Return the data that follows exactly, with each line intact.

::: Dataset extract :::

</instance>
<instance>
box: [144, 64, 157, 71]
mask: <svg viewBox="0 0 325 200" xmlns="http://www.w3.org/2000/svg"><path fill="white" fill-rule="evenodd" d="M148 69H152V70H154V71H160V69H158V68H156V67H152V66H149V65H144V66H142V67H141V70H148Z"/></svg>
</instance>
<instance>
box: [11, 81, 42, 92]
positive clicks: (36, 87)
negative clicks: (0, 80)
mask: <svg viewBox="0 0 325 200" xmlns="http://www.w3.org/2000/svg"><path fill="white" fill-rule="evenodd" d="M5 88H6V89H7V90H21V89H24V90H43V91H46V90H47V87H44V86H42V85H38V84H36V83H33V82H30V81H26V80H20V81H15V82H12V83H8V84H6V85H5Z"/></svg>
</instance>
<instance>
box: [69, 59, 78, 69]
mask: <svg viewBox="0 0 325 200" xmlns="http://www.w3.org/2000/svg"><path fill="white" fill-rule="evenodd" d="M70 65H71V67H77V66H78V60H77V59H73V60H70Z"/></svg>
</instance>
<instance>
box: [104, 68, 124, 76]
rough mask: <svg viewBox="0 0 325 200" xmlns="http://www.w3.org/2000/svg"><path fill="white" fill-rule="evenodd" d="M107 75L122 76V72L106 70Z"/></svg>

:::

* _Answer to this exercise_:
</instance>
<instance>
box: [144, 64, 157, 71]
mask: <svg viewBox="0 0 325 200" xmlns="http://www.w3.org/2000/svg"><path fill="white" fill-rule="evenodd" d="M148 69H152V70H154V71H160V69H158V68H156V67H152V66H149V65H144V66H142V67H141V70H148Z"/></svg>
</instance>
<instance>
box: [11, 81, 42, 92]
positive clicks: (36, 87)
negative clicks: (0, 80)
mask: <svg viewBox="0 0 325 200" xmlns="http://www.w3.org/2000/svg"><path fill="white" fill-rule="evenodd" d="M5 88H6V89H7V90H21V89H24V90H43V91H46V90H47V87H44V86H42V85H38V84H36V83H33V82H30V81H26V80H20V81H15V82H12V83H8V84H6V85H5Z"/></svg>
</instance>
<instance>
box: [69, 59, 78, 69]
mask: <svg viewBox="0 0 325 200" xmlns="http://www.w3.org/2000/svg"><path fill="white" fill-rule="evenodd" d="M70 65H71V67H77V66H78V60H77V59H73V60H70Z"/></svg>
</instance>
<instance>
box: [104, 68, 124, 76]
rough mask: <svg viewBox="0 0 325 200" xmlns="http://www.w3.org/2000/svg"><path fill="white" fill-rule="evenodd" d="M107 75L122 76V72L106 70Z"/></svg>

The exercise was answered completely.